- **Instruction A**:
In the records below, lay out as a numbered list the lines from the start of the records through the line containing "task: segment each instance of the wooden", skipping blank lines.
* start Source passage *
Mick Kennedy

Personal information
- Native name: Mícheál Ó Cinnéide (Irish)
- Born: 1958 (age 67–68) Finglas, County Dublin, Ireland
- Occupation: Driver
- Height: 6 ft 0 in (183 cm)

Sport
- Sport: Gaelic football
- Position: Left wing-forward

Club
- Years: Club
- St Margaret's

Club titles
- Dublin titles: 0

Inter-county
- Years: County
- 1979–1992: Dublin

Inter-county titles
- Leinster titles: 6
- All-Irelands: 1
- NFL: 2
- All Stars: 1

= Mick Kennedy (Gaelic footballer) =

Dublin Gaelic footballer

Michael J. Kennedy (born 1958) is an Irish former Gaelic footballer who played for the St Margaret's club and at inter-county level with the Dublin senior football team.

==Career==

Kennedy first played Gaelic football at juvenile and underage levels with the St Margaret's club. He was still eligible for the minor grade when he was promoted to the club's senior team, but enjoyed little in terms of success.
* end Source passage *
* start Entries supplied *
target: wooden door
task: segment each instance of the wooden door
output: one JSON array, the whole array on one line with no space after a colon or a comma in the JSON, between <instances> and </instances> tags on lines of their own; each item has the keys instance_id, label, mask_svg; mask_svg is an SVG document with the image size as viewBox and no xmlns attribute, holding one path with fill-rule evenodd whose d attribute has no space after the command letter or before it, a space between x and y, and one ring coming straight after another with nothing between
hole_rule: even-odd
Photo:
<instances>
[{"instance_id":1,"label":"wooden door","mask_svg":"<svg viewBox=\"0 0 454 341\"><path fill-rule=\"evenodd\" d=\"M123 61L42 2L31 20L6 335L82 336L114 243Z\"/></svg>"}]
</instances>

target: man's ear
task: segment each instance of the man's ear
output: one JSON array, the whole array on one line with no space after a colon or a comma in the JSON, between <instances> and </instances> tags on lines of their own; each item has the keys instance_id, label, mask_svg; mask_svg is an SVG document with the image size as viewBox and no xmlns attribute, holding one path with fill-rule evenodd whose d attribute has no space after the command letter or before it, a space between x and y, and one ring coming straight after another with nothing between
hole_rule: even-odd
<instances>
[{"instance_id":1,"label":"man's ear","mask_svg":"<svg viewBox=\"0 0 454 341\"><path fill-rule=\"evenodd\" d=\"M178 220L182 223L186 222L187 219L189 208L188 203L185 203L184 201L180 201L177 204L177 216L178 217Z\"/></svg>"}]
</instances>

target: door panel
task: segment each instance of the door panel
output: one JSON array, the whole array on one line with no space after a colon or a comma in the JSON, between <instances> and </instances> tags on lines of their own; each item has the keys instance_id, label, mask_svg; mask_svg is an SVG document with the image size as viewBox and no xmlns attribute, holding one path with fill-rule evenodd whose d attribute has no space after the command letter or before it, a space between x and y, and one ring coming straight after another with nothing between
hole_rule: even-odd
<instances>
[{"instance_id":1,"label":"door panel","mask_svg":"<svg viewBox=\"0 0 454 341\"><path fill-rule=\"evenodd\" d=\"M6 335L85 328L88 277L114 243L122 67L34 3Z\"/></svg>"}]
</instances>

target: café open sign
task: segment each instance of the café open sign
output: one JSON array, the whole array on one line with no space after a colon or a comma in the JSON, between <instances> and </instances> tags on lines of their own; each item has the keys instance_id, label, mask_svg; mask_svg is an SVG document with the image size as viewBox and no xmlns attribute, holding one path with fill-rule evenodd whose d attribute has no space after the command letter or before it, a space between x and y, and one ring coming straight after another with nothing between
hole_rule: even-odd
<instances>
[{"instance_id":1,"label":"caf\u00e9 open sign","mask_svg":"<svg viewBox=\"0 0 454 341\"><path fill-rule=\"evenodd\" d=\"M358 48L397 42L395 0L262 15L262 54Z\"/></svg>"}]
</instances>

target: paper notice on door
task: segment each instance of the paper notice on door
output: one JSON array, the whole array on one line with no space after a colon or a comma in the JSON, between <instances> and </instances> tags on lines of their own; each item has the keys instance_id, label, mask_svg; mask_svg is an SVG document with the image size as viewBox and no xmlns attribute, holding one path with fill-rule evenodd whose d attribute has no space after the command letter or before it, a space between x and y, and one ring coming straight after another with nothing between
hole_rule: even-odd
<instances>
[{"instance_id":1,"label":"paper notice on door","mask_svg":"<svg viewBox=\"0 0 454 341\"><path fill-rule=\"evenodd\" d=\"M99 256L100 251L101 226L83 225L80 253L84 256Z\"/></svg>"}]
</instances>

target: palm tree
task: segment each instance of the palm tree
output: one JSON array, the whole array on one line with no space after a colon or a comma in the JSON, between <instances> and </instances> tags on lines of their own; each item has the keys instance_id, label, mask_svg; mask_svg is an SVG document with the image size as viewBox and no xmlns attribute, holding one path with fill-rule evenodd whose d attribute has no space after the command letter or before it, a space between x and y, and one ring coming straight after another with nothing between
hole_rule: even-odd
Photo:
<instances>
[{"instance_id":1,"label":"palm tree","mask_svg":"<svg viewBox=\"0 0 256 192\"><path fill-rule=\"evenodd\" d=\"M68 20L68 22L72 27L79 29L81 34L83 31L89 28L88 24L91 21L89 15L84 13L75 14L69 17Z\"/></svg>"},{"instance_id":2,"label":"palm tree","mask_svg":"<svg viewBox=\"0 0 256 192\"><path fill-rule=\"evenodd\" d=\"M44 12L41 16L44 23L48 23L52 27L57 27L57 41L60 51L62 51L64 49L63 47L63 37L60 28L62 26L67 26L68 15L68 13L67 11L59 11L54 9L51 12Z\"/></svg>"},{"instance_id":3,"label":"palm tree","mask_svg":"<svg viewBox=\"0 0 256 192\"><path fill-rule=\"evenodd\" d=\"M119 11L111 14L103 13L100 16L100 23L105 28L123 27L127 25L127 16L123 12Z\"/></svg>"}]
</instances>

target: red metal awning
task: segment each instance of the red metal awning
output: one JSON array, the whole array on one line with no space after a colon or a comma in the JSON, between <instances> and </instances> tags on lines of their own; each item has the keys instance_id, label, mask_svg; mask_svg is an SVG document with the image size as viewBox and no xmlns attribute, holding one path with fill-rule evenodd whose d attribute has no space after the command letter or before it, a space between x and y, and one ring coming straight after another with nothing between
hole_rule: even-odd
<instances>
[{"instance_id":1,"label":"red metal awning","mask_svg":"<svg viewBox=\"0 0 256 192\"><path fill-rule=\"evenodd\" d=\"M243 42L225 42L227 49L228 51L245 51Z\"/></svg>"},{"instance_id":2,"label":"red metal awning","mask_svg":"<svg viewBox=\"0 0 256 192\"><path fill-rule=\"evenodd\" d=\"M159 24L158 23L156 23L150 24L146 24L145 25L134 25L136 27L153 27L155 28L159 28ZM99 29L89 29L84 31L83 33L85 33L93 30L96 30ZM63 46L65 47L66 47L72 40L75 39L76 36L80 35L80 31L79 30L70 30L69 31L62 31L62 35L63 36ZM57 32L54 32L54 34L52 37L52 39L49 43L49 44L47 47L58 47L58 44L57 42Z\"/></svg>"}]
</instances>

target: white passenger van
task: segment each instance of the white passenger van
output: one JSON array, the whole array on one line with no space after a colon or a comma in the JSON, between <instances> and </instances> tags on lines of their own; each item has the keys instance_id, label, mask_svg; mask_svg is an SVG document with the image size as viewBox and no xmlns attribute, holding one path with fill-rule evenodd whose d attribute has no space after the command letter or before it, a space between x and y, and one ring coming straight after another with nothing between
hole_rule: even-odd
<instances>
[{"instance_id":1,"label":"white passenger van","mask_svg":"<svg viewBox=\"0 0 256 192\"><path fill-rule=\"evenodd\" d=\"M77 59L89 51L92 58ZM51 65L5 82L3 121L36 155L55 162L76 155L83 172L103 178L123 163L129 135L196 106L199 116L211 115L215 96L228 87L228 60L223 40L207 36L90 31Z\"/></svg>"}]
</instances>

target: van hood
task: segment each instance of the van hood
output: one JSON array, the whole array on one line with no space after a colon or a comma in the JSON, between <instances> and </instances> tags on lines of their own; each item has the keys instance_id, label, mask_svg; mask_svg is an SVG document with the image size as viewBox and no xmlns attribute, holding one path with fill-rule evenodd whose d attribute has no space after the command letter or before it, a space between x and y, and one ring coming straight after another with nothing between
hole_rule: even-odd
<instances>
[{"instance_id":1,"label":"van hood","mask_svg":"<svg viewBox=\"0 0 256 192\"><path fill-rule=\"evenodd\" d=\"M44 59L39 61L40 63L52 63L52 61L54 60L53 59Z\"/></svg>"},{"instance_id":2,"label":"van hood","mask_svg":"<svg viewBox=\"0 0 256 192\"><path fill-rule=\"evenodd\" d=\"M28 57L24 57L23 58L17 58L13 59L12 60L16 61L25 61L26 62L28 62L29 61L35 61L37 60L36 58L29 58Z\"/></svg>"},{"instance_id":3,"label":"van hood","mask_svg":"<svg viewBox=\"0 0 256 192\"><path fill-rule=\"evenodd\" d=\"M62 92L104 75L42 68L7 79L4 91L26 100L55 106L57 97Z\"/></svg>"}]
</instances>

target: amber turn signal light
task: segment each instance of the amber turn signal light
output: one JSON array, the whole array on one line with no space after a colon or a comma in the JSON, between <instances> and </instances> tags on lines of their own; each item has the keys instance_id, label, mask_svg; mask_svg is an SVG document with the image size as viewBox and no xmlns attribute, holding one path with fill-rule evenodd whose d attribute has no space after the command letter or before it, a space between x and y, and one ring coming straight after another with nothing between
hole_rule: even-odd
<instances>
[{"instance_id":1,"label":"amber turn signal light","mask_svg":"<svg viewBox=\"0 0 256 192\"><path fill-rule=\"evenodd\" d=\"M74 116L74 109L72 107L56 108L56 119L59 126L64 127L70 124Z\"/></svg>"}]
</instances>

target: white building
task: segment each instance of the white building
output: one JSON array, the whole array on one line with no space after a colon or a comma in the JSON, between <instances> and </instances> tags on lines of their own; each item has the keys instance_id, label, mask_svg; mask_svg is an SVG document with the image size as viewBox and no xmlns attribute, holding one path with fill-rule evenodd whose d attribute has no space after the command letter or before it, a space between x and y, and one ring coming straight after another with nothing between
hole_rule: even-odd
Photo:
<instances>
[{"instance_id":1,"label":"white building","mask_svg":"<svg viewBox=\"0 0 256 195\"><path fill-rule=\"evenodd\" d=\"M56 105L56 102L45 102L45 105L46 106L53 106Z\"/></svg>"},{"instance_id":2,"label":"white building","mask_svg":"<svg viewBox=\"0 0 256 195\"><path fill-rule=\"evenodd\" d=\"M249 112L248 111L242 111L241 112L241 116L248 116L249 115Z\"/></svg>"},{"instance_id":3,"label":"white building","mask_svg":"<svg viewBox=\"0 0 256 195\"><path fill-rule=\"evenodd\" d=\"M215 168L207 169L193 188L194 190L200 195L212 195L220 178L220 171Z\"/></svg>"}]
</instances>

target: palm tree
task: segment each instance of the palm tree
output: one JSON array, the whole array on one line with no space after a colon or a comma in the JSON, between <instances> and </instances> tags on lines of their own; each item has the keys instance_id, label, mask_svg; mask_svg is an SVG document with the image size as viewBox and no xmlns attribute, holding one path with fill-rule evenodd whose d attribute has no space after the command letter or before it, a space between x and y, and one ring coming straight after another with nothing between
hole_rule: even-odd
* end Entries supplied *
- **Instruction B**:
Summarize the profile of Mick Kennedy in three sentences.

- **Finished answer A**:
1. target: wooden door
2. task: segment each instance of the wooden door

- **Finished answer B**:
Michael J. Kennedy, born in 1958 in Finglas, County Dublin, is an Irish former Gaelic footballer who played as a left wing-forward for the St Margaret's club and for Dublin at inter-county level from 1979 to 1992. With Dublin he won six Leinster titles, one All-Ireland, two National Football League titles and one All Star. He began at juvenile and underage levels with St Margaret's and was promoted to the club's senior team while still eligible for the minor grade, but he had little success there.